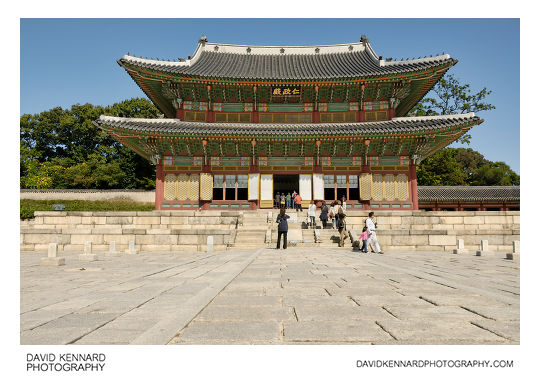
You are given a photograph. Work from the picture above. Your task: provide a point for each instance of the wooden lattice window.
(404, 160)
(308, 161)
(374, 160)
(402, 188)
(377, 187)
(242, 181)
(233, 117)
(218, 181)
(389, 188)
(376, 116)
(338, 117)
(193, 116)
(168, 160)
(285, 118)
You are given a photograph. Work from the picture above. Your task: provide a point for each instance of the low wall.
(151, 231)
(188, 230)
(439, 230)
(89, 195)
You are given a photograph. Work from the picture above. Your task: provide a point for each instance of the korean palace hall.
(242, 123)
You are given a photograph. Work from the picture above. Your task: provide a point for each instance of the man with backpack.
(372, 225)
(340, 224)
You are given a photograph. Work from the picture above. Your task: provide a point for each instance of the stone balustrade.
(189, 230)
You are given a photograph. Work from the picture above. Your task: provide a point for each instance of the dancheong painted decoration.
(242, 123)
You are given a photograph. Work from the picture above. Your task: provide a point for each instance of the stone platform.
(264, 296)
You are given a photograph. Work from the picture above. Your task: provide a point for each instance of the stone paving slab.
(246, 332)
(331, 331)
(298, 296)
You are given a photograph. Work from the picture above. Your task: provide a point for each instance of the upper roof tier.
(350, 60)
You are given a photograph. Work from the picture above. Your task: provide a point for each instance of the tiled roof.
(286, 62)
(468, 193)
(396, 125)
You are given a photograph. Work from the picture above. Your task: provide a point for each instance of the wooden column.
(180, 114)
(159, 186)
(414, 186)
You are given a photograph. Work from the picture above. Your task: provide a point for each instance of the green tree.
(494, 173)
(62, 148)
(452, 97)
(441, 168)
(464, 166)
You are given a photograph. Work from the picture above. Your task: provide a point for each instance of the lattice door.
(402, 187)
(194, 187)
(377, 188)
(183, 187)
(365, 186)
(389, 187)
(206, 186)
(169, 187)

+-------+

### SET EXERCISE:
Reproduce the portion of the records that begins with the line containing "the stone platform." and continues through the end of the records, substituting "leafy tree" for "green tree" and leaving all else unaltered.

### WRITTEN ANSWER:
You are given a photograph. Work from the picture above. Your task: provide a point for each instance of the stone platform.
(264, 296)
You are given a photograph. Work from the picture above. Your task: provide a point for each instance of the stone paving slab.
(246, 332)
(331, 331)
(298, 296)
You are given a photograph. Work from the picture above. Your task: provide a point for each instance of the upper roof tier.
(350, 60)
You are given a photograph. Work from the picture above. Your task: provide a point for each instance of the tiled roof.
(286, 62)
(468, 193)
(396, 125)
You are given a photograph. Work from the picture above. Your task: provide a point for each instance of the wooden column.
(180, 114)
(159, 186)
(414, 186)
You are given a photograph. Work from the picture above. Your task: provide a point for each instance of the leafy tree.
(494, 173)
(62, 148)
(452, 97)
(441, 168)
(464, 166)
You are given a photograph. Work from the picture above. Your task: provide a point for each instance of the lattice door.
(402, 187)
(194, 187)
(377, 188)
(183, 187)
(365, 186)
(389, 187)
(206, 186)
(169, 187)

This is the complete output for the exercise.